- _Exercise directions_:
Reproduce the data below line for line, changing nothing.

(Collected data)
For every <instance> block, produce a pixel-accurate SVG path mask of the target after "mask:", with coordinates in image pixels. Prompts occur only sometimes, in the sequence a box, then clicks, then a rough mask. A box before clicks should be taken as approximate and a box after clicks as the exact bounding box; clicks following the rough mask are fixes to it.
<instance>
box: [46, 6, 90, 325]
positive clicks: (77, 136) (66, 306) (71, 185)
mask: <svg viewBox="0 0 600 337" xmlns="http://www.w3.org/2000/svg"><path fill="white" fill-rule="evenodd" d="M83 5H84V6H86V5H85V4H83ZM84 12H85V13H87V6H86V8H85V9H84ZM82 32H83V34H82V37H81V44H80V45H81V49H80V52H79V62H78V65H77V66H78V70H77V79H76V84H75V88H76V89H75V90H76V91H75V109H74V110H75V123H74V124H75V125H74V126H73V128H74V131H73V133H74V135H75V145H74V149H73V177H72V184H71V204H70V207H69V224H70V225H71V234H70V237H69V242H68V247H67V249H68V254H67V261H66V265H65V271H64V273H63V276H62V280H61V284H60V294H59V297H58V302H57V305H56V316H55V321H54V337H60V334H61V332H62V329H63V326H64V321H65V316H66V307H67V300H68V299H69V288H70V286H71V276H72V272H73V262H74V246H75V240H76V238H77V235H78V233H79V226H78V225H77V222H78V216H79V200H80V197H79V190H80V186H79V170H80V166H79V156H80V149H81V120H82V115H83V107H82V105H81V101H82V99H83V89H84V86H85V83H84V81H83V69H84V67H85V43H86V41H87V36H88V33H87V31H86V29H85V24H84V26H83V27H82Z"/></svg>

- _Exercise response_:
For every <instance> block, produce a pixel-accurate SVG path mask of the target after "mask:", with coordinates in image pixels. Prompts occur only sometimes, in the sequence a box, then clicks, then a rough mask. A box before clicks should be taken as approximate and a box after clicks as the exact bounding box; clicks following the rough mask are fixes to it.
<instance>
box: [46, 6, 90, 325]
positive clicks: (77, 136) (66, 306) (71, 185)
mask: <svg viewBox="0 0 600 337" xmlns="http://www.w3.org/2000/svg"><path fill="white" fill-rule="evenodd" d="M83 5H84V6H86V5H85V4H83ZM84 12H85V13H87V6H86V8H85V9H84ZM82 32H83V34H82V37H81V44H80V45H81V49H80V52H79V62H78V65H77V66H78V70H77V79H76V84H75V88H76V89H75V90H76V91H75V109H74V110H75V123H74V124H75V125H74V126H73V128H74V131H73V133H74V135H75V145H74V149H73V177H72V184H71V204H70V207H69V224H70V225H71V234H70V237H69V242H68V247H67V249H68V254H67V261H66V265H65V271H64V273H63V276H62V280H61V284H60V294H59V297H58V302H57V305H56V316H55V321H54V337H60V334H61V332H62V329H63V326H64V321H65V316H66V307H67V300H68V299H69V288H70V286H71V276H72V272H73V262H74V246H75V240H76V238H77V235H78V233H79V226H78V225H77V222H78V216H79V200H80V197H79V190H80V186H79V170H80V166H79V156H80V149H81V120H82V115H83V107H82V105H81V101H82V99H83V89H84V86H85V83H84V81H83V69H84V67H85V43H86V41H87V36H88V33H87V31H86V29H85V24H84V26H83V27H82Z"/></svg>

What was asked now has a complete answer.